> PROMPT
Every line containing the word "excavator" must be pulled from the records.

Referring expression data:
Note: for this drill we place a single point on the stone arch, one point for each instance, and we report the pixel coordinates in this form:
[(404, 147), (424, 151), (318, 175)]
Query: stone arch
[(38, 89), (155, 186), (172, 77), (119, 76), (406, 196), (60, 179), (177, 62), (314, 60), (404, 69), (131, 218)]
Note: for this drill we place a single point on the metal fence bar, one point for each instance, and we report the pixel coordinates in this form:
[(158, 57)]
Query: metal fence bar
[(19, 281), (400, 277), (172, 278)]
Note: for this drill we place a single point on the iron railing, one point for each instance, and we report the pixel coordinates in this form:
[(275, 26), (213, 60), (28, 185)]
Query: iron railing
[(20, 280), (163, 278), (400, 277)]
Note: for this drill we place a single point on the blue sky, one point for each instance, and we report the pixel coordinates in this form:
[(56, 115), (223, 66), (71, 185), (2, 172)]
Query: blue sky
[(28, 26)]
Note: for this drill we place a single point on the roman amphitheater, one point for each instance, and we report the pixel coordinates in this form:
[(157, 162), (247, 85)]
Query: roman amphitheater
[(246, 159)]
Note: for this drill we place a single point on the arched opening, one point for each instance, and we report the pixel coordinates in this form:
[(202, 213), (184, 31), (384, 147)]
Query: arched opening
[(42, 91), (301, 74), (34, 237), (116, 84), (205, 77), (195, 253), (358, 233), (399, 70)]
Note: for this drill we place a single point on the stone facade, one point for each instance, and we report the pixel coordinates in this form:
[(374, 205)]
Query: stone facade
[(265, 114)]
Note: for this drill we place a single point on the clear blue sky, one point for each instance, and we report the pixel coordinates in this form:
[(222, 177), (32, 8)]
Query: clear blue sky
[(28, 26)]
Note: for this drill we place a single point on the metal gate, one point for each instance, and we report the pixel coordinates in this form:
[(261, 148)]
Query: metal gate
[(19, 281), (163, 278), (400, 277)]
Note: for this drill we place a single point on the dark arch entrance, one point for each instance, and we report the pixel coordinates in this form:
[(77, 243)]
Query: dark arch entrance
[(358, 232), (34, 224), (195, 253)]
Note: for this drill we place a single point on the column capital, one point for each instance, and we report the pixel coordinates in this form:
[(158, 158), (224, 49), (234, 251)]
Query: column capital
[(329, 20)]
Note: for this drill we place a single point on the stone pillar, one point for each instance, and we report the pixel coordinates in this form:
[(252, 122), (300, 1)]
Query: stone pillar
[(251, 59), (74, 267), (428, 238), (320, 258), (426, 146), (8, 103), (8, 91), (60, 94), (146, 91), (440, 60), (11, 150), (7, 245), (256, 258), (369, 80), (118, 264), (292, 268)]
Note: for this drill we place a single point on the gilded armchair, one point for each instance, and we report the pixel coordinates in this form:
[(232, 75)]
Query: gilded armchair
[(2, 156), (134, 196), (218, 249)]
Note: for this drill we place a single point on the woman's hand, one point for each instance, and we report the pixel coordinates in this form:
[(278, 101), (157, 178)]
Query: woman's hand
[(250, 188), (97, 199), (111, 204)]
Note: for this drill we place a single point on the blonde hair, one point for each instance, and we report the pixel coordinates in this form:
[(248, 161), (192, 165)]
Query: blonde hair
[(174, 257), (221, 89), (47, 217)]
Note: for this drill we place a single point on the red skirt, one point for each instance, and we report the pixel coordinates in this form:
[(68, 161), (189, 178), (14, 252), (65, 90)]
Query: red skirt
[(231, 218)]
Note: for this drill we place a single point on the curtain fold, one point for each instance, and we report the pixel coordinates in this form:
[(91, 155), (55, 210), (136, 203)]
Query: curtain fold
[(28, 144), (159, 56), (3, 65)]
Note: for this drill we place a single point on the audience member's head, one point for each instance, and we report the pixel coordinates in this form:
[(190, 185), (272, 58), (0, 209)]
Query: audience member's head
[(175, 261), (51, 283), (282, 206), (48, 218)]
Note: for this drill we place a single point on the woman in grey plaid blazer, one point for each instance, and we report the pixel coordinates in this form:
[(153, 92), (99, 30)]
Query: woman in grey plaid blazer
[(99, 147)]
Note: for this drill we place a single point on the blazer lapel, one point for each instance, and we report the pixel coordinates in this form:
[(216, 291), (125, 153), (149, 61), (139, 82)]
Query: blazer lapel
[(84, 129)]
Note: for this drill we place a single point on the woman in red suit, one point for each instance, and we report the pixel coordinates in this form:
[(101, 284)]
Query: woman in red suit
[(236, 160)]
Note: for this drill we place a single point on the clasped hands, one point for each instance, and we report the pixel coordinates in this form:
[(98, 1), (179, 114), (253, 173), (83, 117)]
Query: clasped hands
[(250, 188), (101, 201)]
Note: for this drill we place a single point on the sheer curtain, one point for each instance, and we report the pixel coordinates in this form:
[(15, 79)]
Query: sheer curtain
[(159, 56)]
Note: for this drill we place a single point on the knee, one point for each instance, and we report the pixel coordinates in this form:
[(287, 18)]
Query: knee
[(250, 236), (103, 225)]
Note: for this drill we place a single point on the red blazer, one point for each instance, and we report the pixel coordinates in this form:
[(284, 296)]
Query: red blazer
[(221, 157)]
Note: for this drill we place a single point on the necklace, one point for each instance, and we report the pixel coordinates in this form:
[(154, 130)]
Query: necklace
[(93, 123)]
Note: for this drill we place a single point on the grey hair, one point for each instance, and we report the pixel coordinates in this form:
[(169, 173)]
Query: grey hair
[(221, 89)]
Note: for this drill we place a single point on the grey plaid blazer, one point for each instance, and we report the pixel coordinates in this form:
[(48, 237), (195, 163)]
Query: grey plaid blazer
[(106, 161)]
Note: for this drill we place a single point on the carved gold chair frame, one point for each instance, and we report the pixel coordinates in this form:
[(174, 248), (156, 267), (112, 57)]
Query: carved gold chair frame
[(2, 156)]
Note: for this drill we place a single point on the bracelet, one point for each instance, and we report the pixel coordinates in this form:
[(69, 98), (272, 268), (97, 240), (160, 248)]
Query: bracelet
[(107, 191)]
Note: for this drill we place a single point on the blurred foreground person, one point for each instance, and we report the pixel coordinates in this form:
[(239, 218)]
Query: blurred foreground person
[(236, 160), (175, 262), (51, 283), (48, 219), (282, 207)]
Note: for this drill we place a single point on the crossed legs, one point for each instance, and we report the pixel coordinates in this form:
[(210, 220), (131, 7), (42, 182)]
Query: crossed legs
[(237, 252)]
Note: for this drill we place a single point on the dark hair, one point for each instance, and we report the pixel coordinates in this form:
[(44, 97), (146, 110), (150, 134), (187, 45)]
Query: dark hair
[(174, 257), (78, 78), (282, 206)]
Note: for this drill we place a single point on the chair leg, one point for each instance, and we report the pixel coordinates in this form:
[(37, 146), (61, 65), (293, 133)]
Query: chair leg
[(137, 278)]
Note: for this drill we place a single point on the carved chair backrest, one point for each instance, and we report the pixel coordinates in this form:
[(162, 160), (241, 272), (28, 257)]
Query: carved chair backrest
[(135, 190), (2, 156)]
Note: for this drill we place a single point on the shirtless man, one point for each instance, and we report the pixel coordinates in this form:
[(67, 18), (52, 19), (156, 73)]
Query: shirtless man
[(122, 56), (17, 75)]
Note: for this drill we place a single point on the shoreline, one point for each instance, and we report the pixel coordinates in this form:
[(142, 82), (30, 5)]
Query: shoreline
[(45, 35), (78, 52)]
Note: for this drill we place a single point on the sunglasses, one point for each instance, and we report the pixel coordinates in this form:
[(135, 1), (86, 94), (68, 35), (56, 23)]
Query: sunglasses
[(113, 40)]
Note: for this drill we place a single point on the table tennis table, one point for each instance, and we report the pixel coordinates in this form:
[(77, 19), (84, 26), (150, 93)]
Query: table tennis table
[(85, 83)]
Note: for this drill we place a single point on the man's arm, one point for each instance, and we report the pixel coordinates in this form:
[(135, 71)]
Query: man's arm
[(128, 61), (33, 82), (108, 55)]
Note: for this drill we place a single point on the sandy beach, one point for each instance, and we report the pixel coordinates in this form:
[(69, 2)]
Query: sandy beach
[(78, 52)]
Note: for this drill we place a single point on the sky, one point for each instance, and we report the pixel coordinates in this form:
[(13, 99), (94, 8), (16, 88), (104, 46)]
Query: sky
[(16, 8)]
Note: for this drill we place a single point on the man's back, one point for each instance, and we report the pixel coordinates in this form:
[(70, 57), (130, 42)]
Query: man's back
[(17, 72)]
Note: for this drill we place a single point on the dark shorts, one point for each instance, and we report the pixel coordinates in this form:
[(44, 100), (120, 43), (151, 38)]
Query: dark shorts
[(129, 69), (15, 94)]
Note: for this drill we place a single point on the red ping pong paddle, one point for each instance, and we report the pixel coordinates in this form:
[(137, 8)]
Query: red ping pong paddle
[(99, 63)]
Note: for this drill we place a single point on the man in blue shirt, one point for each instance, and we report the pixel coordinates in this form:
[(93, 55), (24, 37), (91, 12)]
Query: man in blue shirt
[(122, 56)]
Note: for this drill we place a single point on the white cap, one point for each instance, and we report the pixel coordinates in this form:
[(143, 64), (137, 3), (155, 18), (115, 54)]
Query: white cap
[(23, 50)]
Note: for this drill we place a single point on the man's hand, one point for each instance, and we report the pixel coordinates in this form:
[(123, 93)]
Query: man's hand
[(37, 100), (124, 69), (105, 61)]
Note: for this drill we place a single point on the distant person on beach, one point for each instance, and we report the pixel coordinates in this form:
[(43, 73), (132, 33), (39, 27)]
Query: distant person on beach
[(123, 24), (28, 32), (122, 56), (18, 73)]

--

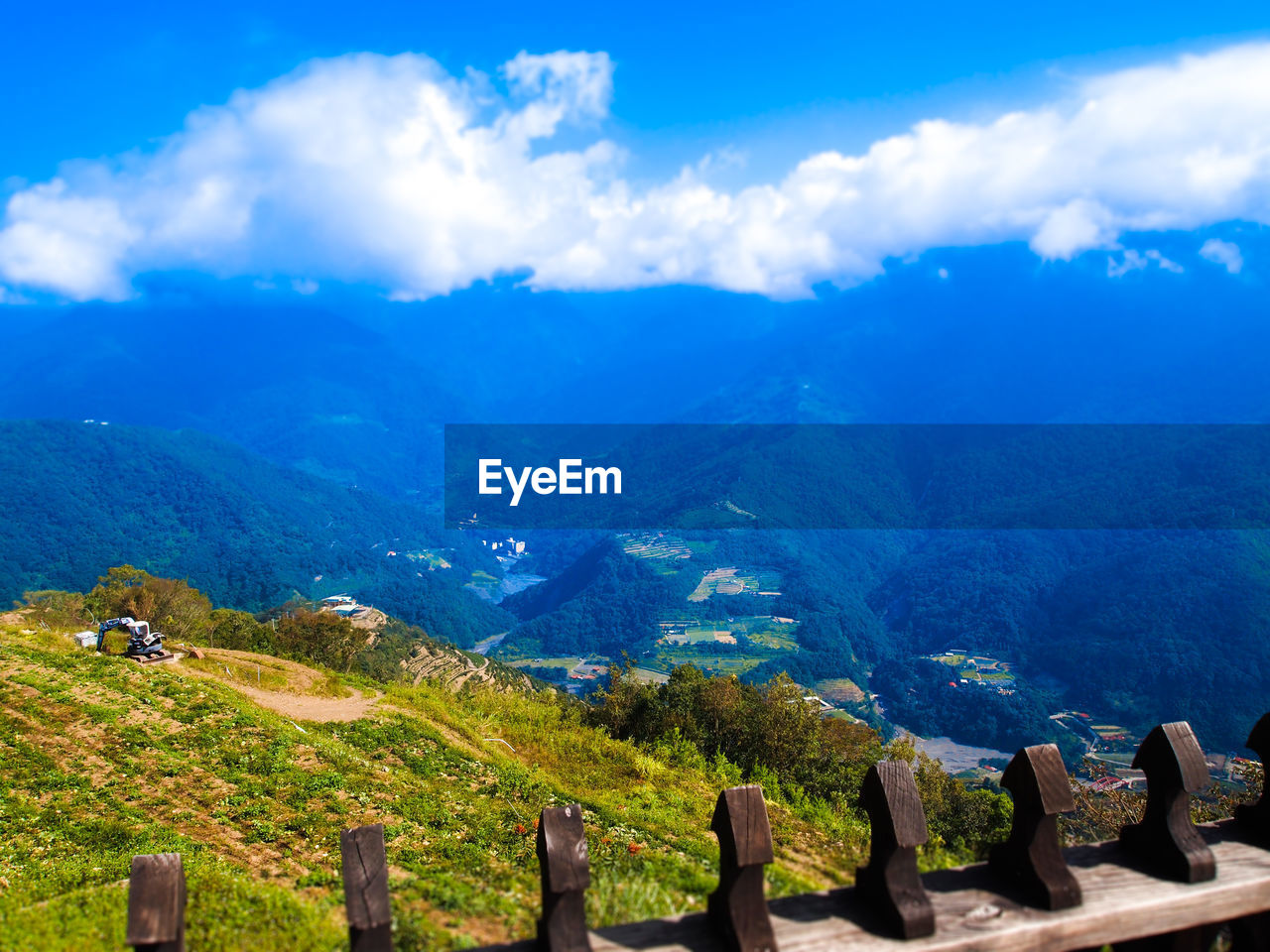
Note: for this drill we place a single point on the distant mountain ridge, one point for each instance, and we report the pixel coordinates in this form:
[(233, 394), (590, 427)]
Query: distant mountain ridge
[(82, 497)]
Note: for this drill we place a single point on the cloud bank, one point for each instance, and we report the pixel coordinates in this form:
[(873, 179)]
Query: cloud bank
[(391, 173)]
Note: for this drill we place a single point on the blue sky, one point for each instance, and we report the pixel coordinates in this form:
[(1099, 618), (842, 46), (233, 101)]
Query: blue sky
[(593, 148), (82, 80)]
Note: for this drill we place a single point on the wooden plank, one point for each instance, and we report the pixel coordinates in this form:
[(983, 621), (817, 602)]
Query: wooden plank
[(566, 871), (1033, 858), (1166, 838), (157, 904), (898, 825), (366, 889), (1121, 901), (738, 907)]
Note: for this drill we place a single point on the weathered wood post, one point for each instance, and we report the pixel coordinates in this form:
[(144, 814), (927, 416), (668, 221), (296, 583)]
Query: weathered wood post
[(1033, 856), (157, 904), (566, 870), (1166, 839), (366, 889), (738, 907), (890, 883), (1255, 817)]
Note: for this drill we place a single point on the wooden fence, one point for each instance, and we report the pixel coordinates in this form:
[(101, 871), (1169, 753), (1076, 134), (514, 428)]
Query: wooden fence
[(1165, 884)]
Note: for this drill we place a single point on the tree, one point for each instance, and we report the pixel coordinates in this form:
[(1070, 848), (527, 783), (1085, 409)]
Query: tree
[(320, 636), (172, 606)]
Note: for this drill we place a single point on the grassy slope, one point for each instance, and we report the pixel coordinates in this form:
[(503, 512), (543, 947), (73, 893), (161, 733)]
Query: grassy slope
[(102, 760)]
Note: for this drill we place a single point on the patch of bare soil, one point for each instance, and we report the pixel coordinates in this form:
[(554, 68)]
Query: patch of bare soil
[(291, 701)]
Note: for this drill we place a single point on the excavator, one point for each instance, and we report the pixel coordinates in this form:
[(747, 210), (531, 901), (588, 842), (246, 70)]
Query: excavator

> REPLY
Note: for this drill we place a single point on the excavator, one point for each instance, and we report the pixel coordinates in this form:
Query: excavator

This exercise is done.